== Provided data
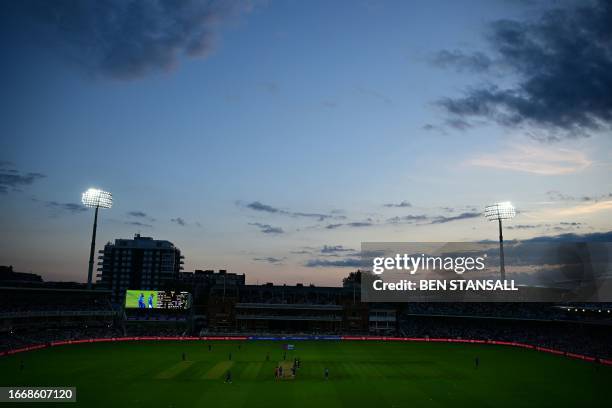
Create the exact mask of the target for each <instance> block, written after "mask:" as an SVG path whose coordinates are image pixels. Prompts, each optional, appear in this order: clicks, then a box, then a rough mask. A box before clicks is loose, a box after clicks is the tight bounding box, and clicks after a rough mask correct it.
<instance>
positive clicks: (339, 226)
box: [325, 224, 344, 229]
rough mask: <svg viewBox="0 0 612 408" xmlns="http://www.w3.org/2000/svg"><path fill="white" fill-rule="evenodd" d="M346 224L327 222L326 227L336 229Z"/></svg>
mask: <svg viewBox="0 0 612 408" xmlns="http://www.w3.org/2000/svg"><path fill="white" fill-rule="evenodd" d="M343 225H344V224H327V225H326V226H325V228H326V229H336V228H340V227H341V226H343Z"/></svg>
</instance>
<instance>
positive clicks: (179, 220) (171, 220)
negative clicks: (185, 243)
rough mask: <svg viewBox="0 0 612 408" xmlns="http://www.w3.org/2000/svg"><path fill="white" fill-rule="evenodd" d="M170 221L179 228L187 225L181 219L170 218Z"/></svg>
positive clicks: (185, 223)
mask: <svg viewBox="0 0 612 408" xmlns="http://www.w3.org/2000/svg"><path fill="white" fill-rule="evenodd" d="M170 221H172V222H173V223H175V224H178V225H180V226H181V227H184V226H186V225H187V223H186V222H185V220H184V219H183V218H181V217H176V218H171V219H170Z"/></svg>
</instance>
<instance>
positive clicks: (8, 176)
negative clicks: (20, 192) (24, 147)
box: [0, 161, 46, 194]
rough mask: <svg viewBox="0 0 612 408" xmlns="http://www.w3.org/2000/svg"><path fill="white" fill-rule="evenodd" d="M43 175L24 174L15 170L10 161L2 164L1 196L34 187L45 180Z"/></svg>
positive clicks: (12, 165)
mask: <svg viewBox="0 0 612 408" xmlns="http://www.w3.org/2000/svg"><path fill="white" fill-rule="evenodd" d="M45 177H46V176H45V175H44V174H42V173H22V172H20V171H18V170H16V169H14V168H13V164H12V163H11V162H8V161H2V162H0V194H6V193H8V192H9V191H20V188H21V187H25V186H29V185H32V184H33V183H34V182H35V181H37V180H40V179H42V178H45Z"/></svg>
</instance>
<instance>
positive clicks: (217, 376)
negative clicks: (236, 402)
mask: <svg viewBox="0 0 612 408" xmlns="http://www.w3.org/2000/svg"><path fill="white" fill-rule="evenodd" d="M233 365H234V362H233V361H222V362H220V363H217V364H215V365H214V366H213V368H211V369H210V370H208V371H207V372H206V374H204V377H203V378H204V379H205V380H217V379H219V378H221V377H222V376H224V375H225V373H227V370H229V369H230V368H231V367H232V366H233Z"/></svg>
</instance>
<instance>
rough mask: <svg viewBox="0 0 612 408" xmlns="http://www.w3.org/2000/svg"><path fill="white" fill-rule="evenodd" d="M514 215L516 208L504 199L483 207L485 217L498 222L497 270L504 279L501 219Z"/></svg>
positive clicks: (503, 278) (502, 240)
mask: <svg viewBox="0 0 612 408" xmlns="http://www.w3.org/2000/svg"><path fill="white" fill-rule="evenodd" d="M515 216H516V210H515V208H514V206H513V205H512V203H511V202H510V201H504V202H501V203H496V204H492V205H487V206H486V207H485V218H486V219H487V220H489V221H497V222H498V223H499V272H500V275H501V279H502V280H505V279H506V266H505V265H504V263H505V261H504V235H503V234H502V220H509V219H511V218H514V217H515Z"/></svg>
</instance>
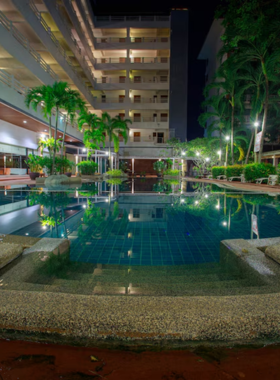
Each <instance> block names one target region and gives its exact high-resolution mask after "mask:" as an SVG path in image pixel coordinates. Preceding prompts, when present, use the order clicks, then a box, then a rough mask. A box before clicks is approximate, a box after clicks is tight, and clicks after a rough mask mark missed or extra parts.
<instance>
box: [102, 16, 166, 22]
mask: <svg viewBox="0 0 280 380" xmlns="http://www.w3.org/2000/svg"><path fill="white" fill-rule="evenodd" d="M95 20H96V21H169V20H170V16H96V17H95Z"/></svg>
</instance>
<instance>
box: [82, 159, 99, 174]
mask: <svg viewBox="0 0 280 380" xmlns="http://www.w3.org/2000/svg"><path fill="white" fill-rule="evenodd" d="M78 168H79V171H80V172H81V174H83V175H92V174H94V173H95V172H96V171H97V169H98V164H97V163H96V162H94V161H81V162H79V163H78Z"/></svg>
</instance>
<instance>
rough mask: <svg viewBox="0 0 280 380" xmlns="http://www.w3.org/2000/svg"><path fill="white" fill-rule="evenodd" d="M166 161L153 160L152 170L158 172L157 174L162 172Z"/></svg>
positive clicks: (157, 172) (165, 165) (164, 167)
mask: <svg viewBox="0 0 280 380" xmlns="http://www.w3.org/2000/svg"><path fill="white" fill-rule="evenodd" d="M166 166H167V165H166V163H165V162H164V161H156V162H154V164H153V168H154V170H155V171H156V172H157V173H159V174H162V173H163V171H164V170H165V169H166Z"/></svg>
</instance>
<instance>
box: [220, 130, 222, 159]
====
What you are asked to do: Please reproduce the entries above exactly, from their first line to the line holding "221L179 228L187 225L181" inclusive, and nothing else; the pictures stay out.

Response to this task:
Create the exact mask of the target for each <instance> block, written after "mask:" as an SVG path whose coordinates are image pixels. Prompts, each optional, appear in this order: clicks, then a box, then a rough mask. A box before clicks is loose, a box after clicks is the tight bounding box, and clicks after a rough mask correct it.
<instance>
positive clicks: (339, 226)
box: [325, 224, 344, 229]
rough mask: <svg viewBox="0 0 612 408" xmlns="http://www.w3.org/2000/svg"><path fill="white" fill-rule="evenodd" d="M346 224L327 222L326 227L336 229Z"/></svg>
mask: <svg viewBox="0 0 612 408" xmlns="http://www.w3.org/2000/svg"><path fill="white" fill-rule="evenodd" d="M343 225H344V224H327V225H326V226H325V228H326V229H336V228H340V227H341V226H343Z"/></svg>
</instance>
<instance>
positive clicks: (179, 220) (171, 220)
negative clicks: (185, 243)
rough mask: <svg viewBox="0 0 612 408" xmlns="http://www.w3.org/2000/svg"><path fill="white" fill-rule="evenodd" d="M170 221L179 228L187 225L181 219L170 218Z"/></svg>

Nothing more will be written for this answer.